_Task instructions_
1) Summarize the forum posts about Stefan in two sentences.
2) Carry on the forum thread about Stefan and Trinity, picking up after its last line.

_Given text_
********************

Posted: Tue Mar 22, 2011 5:23 pm
by maartendas
Yorkie wrote:
maartendas wrote:Hi Yorkie, yes that was me. I couldn't spot Stefan in the Susan Boyle video either but he is here, Christmas 2009:
No, I don't think he was there - strange.
Apparently he has not been seen with Trinity around the time of the London concert last autumn. He had to choose between Libera and a concert in Poland with Trinity that day and performed with Libera. Shortly after that he hasn't been seen with Trinity. That's what I heard from LennesSL after the Epsom concert and she told me other fans had confirmed this to her.

Posted: Wed Mar 23, 2011 8:40 pm
by LennesSL
maartendas wrote:
Yorkie wrote:
maartendas wrote:Hi Yorkie, yes that was me. I couldn't spot Stefan in the Susan Boyle video either but he is here, Christmas 2009:
No, I don't think he was there - strange.

********************

_Recorded data_
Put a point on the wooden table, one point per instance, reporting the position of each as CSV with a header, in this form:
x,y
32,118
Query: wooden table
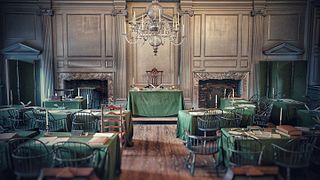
x,y
155,103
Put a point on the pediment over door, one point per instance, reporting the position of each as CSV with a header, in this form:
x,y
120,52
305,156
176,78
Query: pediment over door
x,y
283,49
21,52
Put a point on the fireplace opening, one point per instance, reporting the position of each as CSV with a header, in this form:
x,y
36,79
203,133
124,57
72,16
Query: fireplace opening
x,y
95,90
211,90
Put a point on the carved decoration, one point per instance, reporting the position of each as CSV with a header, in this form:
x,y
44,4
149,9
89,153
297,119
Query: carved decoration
x,y
197,76
283,49
87,76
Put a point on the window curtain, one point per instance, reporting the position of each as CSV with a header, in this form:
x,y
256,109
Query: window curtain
x,y
47,69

********************

_Outputs_
1) In a forum exchange, maartendas tells Yorkie that Stefan couldn't be spotted in the Susan Boyle video but appears in one from Christmas 2009, and Yorkie replies that he doesn't think Stefan was there. maartendas adds that Stefan chose to perform with Libera rather than at a concert in Poland with Trinity on the day of the London concert last autumn and apparently hasn't been seen with Trinity since, according to what LennesSL said after the Epsom concert, which other fans had confirmed to her.

2)
Apparently he has not been seen with Trinity around the time of the London concert last autumn. He had to choose between Libera and a concert in Poland with Trinity that day and performed with Libera. Shortly after that he hasn't been seen with Trinity. That's what I heard from LennesSL after the Epsom concert and she told me other fans had confirmed this to her.
Yes, That's what I heard from (sorry) don't remember all the names, one of the fans who was there with us in Epsom.. Shame on me!! But the best source is Stefan himself and I didn't speak to him. So don't shoot me for it :)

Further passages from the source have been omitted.